#### [EXTRACT PROVIDED]
Azure Data Factory allows you to create pipelines that orchestrate multiple data transformations and manage them as a single unit. Batch endpoints are an excellent candidate to become a step in such a processing workflow.
In this article, learn how to use batch endpoints in Azure Data Factory activities by relying on the Web Invoke activity and the REST API.
Tip
When you use data pipelines in Fabric, you can invoke batch endpoint directly by using the Azure Machine Learning activity. Use Fabric for data orchestration whenever possible to take advantage of the newest capabilities. The Azure Machine Learning activity in Azure Data Factory can only work with assets from Azure Machine Learning V1. For more information, see Run Azure Machine Learning models from Fabric, using batch endpoints (preview).
Prerequisites
A model deployed as a batch endpoint. Use the heart condition classifier created in Using MLflow models in batch deployments.
An Azure Data Factory resource. To create a data factory, follow the steps in Quickstart: Create a data factory by using the Azure portal.
After creating your data factory, browse to it in the Azure portal and select Launch studio:
Authenticate against batch endpoints
Azure Data Factory can invoke the REST APIs of batch endpoints by using the Web Invoke activity. Batch endpoints support Microsoft Entra ID for authorization, and the request made to the APIs requires proper authentication handling. For more information, see Web activity in Azure Data Factory and Azure Synapse Analytics.
You can use a service principal or a managed identity to authenticate against batch endpoints. Use a managed identity because it simplifies the use of secrets.
You can use Azure Data Factory managed identity to communicate with batch endpoints. In this case, you only need to make sure that you deployed your Azure Data Factory resource with a managed identity.
If you don't have an Azure Data Factory resource or you already deployed it without a managed identity, follow this procedure to create it: System-assigned managed identity.
Caution
You can't change the resource identity in Azure Data Factory after deployment. If you need to change the identity of a resource, you must recreate the resource.
After deployment, grant access for the managed identity of the resource you created to your Azure Machine Learning workspace. See Grant access. In this example, the service principal requires:
- Permission in the workspace to read batch deployments and perform actions over them.
- Permissions to read and write in data stores.
- Permissions to read in any cloud location (storage account) indicated as a data input.
About the pipeline
In this example, you create a pipeline in Azure Data Factory that can invoke a given batch endpoint over some data. The pipeline communicates with Azure Machine Learning batch endpoints by using REST. For more information about how to use the REST API of batch endpoints, see Create jobs and input data for batch endpoints.

#### [EXTRACTED ENTRIES]
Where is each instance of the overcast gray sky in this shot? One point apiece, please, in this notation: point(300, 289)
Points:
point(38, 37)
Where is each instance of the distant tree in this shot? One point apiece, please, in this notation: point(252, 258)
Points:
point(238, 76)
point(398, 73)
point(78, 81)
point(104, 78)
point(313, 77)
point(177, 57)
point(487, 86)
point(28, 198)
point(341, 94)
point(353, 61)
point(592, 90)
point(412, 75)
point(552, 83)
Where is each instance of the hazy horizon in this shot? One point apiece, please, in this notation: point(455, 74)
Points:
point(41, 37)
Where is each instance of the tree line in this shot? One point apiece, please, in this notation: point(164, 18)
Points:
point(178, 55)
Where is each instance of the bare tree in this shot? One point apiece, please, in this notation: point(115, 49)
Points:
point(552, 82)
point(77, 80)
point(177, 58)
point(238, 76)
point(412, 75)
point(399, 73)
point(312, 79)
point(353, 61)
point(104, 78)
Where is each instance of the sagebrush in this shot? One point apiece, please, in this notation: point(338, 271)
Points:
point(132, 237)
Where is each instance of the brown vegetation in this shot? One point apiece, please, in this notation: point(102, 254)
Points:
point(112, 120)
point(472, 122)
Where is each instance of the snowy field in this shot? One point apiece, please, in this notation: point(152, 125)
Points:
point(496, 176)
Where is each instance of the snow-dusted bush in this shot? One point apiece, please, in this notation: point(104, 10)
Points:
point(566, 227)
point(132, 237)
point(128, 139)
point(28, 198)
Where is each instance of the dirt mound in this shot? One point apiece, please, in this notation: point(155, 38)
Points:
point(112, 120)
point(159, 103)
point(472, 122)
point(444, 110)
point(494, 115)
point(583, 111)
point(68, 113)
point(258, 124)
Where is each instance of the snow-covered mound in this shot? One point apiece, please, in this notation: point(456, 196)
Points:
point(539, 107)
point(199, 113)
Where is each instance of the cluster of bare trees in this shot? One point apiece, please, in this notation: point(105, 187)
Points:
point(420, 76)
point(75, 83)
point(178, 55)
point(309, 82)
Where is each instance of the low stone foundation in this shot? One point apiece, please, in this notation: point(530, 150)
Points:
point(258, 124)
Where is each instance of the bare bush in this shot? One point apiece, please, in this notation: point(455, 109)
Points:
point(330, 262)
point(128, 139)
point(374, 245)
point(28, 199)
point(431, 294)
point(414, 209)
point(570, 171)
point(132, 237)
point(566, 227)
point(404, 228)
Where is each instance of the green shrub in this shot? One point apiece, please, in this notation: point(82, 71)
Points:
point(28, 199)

#### [WHAT TO PRODUCE]
In the text on batch endpoints in Azure Data Factory, rewrite everything from "Prerequisites" down to "Azure Synapse Analytics.", substituting "Azure CLI" for "Azure portal". The records have no connection to the text.

#### [EXERCISE OUTPUT]
Prerequisites
A model deployed as a batch endpoint. Use the heart condition classifier created in Using MLflow models in batch deployments.
An Azure Data Factory resource. To create a data factory, follow the steps in Quickstart: Create a data factory by using the Azure CLI.
After creating your data factory, browse to it in the Azure CLI and select Launch studio:
Authenticate against batch endpoints
Azure Data Factory can invoke the REST APIs of batch endpoints by using the Web Invoke activity. Batch endpoints support Microsoft Entra ID for authorization, and the request made to the APIs requires proper authentication handling. For more information, see Web activity in Azure Data Factory and Azure Synapse Analytics.